Change every "annotate" in the rows below to "mark" and leave all other text as it is. Reproduce all of the rows, but omit the pictures.

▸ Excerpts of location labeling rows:
+++++
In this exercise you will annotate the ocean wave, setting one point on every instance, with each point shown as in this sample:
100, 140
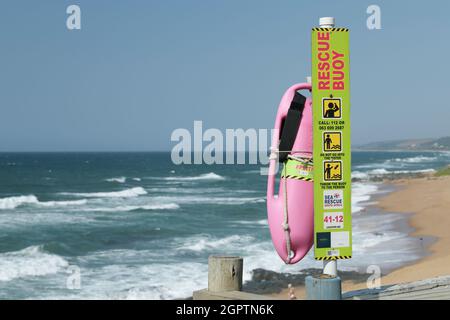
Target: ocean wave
206, 176
263, 222
183, 199
31, 261
166, 206
206, 242
127, 193
417, 159
17, 201
117, 179
14, 202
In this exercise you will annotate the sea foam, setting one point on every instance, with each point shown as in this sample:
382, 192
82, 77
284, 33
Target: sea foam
31, 261
127, 193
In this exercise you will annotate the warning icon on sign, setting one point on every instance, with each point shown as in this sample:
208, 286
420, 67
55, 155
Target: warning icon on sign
332, 170
332, 108
332, 141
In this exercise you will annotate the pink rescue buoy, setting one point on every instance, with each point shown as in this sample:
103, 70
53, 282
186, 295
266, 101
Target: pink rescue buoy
291, 212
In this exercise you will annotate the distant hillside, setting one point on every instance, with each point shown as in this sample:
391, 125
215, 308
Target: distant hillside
411, 144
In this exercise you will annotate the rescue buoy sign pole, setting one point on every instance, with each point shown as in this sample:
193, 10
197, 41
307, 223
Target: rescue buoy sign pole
332, 149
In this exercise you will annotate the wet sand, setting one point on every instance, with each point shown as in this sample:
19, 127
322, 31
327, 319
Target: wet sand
427, 201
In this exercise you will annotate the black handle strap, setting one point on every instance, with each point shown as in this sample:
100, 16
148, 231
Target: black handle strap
290, 126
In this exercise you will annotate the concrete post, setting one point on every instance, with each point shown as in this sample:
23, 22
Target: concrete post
225, 273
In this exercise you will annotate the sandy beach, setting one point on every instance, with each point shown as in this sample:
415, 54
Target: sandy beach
428, 201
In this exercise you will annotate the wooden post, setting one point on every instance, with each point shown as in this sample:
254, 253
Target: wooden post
225, 273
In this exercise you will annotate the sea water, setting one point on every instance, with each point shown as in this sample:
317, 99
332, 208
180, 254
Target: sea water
134, 225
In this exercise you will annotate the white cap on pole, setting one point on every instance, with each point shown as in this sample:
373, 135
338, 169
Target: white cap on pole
326, 22
329, 266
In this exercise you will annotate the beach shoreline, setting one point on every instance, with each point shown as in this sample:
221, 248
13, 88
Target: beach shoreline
425, 201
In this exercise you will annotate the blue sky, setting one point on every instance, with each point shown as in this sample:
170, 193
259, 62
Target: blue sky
137, 70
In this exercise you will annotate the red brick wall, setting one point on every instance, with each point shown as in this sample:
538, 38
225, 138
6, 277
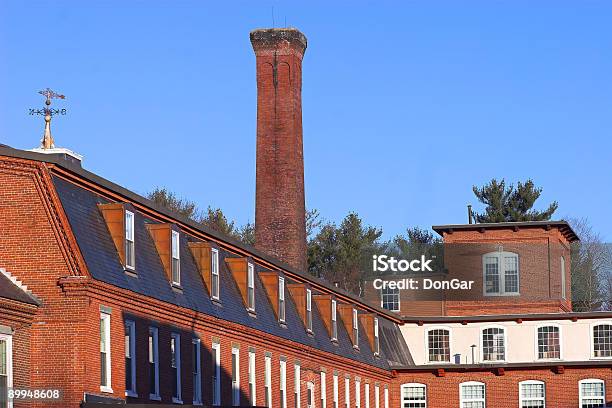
+++++
▸ The answer:
In this exercise you will mark the ocean wave, setting one point on every instance, with each point shown as in this sample:
100, 140
Target: ocean wave
206, 176
263, 222
183, 199
31, 261
166, 206
206, 242
127, 193
417, 159
17, 201
117, 179
14, 202
In this exercise you will mark the sea foam, setting one point on every instance, with each point shown as in this sample:
382, 192
82, 77
284, 33
Target: sea foam
31, 261
127, 193
In this exercise you will mark the warning icon on sign, setting one point on every instance, with each point shown as in this sample:
208, 286
420, 67
55, 155
Target: warning icon on sign
332, 170
332, 108
332, 141
In this exercise you will mark the pink rescue buoy, setting one point on every instance, with each point shown as in this sample:
103, 70
53, 282
186, 295
266, 101
Target: pink rescue buoy
291, 212
In this exercise you will mark the distant hillside, setting one point on every instance, with each point shown as in this sample:
391, 125
215, 308
Target: distant hillside
411, 144
In this exercise you will mark the rescue buoy sign pole, setting one point on every instance, with each point shown as in this sample:
193, 10
197, 41
307, 223
Target: rescue buoy sign pole
332, 149
In this exercise you will mark the wet sand, setting one point on every instance, with each point shown as in this sample:
19, 127
322, 31
327, 319
Target: wet sand
427, 201
In this exercise you will mark the black handle strap, setting one point on every instance, with each point shown as in this sample:
100, 16
148, 231
Target: black handle strap
290, 126
In this exercise you will mark the concrete post, setting one point on every instance, with each point shown as in this sample:
23, 22
Target: concrete post
225, 273
In this exercise you will mark the sandy beach, setting one point on every instance, with each point shown as in this sample:
415, 54
Target: sandy beach
428, 201
In this exercise you will mark the wooden post, setting one point on every instance, with each point shown as in this sample:
254, 253
Target: wooden post
225, 273
In this exercise you will mark the sea water, setting one point on every instance, with each point shown as in this sample:
317, 99
332, 208
180, 254
Target: sea water
134, 225
In this exercise you will mark the white cap on pole, setting one point on every instance, with each point shown as in this sample:
373, 135
338, 169
Target: white cap on pole
326, 22
329, 266
In this exercise you will mark the beach shoreline, setting one point on every instance, with each point shown as in this sample:
221, 248
13, 88
Target: beach shoreline
425, 201
In this exercise you will mark the blue sky, setting one point on every instance, with each point shown as in this sample:
170, 193
259, 62
Target: blue sky
137, 70
In this exercise you will mark the red brick wall, setting one point on every instance, with each point shown as in this sample:
538, 38
225, 138
6, 277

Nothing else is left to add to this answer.